Please give the data below again in full, exactly as it stands.

※ ※ ※

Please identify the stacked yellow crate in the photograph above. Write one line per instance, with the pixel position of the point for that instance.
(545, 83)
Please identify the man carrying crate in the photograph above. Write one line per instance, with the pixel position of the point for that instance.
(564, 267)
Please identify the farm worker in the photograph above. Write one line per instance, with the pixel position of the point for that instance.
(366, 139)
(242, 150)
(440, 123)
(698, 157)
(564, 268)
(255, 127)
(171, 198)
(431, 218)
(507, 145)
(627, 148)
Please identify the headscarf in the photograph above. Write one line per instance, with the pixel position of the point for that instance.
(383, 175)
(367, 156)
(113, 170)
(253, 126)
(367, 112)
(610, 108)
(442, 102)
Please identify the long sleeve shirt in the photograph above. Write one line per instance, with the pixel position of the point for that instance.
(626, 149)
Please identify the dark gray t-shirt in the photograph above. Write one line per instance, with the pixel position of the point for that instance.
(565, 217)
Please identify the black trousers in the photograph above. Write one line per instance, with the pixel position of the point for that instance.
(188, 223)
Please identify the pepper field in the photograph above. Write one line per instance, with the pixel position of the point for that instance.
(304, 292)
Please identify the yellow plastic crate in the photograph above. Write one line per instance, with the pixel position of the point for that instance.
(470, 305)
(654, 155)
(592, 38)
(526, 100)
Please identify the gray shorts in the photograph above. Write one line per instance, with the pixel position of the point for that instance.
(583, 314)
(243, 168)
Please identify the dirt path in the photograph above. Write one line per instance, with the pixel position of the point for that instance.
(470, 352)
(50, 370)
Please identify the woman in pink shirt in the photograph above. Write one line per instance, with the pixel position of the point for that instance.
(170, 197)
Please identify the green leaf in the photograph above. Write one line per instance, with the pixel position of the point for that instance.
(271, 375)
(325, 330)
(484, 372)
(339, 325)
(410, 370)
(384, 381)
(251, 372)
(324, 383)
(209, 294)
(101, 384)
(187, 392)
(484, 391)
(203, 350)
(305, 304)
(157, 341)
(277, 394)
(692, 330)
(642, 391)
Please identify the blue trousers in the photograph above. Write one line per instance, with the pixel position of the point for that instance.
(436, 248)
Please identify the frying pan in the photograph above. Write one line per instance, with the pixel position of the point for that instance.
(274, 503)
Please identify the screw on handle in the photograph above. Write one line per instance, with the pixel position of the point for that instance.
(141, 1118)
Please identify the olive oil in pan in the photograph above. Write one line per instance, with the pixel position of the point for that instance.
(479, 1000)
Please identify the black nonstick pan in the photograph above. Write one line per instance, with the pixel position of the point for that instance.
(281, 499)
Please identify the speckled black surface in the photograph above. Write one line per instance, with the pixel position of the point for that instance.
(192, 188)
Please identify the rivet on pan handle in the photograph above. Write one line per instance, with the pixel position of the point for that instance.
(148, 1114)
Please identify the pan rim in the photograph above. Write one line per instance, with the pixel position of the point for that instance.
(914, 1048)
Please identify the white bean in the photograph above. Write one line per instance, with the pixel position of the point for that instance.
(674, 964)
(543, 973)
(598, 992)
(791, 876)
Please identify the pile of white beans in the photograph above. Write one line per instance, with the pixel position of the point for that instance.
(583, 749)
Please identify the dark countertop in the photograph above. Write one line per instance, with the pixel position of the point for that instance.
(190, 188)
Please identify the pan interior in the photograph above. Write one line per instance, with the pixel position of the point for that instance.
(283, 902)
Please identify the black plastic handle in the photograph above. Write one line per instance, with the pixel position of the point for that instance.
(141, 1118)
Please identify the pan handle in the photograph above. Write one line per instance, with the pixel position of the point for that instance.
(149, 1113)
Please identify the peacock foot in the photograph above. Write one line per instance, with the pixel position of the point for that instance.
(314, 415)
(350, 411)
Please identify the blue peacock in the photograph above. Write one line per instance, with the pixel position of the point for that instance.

※ ※ ※

> Complete output
Please identify the stacked yellow crate in the photograph above. Write one line per instance, with the pixel position of the point for that instance.
(545, 83)
Please identify the man carrying crate in the photograph above. Write one line per instance, with the pixel position of the point for that instance.
(564, 267)
Please identify the farm worker in the photograph above. Write one line per instance, with the pixel position of the point for that instance.
(366, 139)
(242, 150)
(440, 123)
(698, 157)
(564, 268)
(255, 127)
(171, 198)
(431, 218)
(507, 145)
(627, 148)
Please identify the headscarf in the photograph above. Write one line per instance, with the pixel position of the point for that instance.
(383, 175)
(367, 156)
(113, 170)
(253, 126)
(367, 112)
(610, 108)
(442, 102)
Please identify the long sleeve shirt in the photograph above. Write one line per instance, with the pixel position of the point for that instance.
(626, 149)
Please identify the dark gray t-shirt in the photograph above. Write one line per instance, with the pixel position of the point for that instance.
(565, 217)
Please identify the black trousers in the photograph above. Write one line per instance, with the pixel position of the point for that instance.
(188, 223)
Please identify the pepper field in the photograph above. Write one line per instance, with the pixel position of the point for that instance.
(304, 292)
Please identify the yellow plastic crate in the photograph above. Write one line per instance, with the pixel position of the point for that instance.
(470, 305)
(654, 155)
(592, 38)
(526, 100)
Please identify the gray shorts in the photograph above. Write one line per instance, with the pixel position of the point for that instance.
(583, 314)
(243, 168)
Please identify the dirt path in the photograph above. Write one line per instance, with the pixel position of the point for that instance.
(470, 352)
(50, 370)
Please identify the woman in pink shirt in the photograph above. Write one line per instance, with the pixel position of the point for that instance.
(170, 197)
Please identify the green leaf in the photograph above. Write one line per instance, with the pixel position of the point for that instance.
(271, 375)
(325, 330)
(484, 372)
(339, 325)
(410, 370)
(384, 381)
(251, 372)
(324, 383)
(209, 294)
(101, 384)
(187, 392)
(484, 391)
(203, 350)
(305, 304)
(157, 341)
(277, 394)
(692, 330)
(642, 391)
Please identify the blue trousers in the photograph above. Write one line per instance, with the pixel position of the point for that instance.
(436, 248)
Please identify the frying pan in the photograph above. Write one line per instance, with the pixel position of the point for that instance.
(274, 503)
Please identify the screw on handle in the photograph above. Write one line per instance, with the pixel position of the point for that instance.
(141, 1118)
Please identify the olive oil in pan in the photograph above. Write one line per instance, with the pixel position of the point for that instance.
(479, 1000)
Please identify the black nonstick pan in the photograph above. Write one line per instance, with the pixel position of the point for that instance.
(281, 499)
Please identify the speckled black surface in the photograph above. Write one line per instance, with the pixel position of the point for that instance.
(192, 188)
Please identify the rivet on pan handle in the photograph above. Write one line per instance, with the pixel position of the point for that instance.
(148, 1114)
Please identify the pan rim in the photograph above. Write one line per instance, with the pixel position of the point for that instance.
(914, 1048)
Please identify the white bean in the photograph above. Write one line per instance, with the pixel position of the point for that instance.
(674, 964)
(543, 973)
(598, 992)
(791, 876)
Please identify the pile of white beans in the photograph above. Write one line per instance, with the pixel position of the point for that instance.
(583, 749)
Please identify the dark countertop in the photograph above. Write one line per instance, with the pixel position of the point for that instance.
(190, 188)
Please identify the pan interior in the photograph above. Write one line per instance, with the pixel position of the point for that instance.
(283, 902)
Please identify the black plastic handle in the photograph above. Write one line per instance, with the pixel position of the point for that instance.
(141, 1118)
Please identify the pan handle in the photograph above. Write one line per instance, with the pixel position of the point for that instance.
(149, 1113)
Please identify the peacock foot in the photograph above. Write one line per instance, with the pixel position of the point for that instance.
(314, 415)
(350, 411)
Please identify the blue peacock in the photograph above. Write one line per instance, with the pixel position of the point for that instance.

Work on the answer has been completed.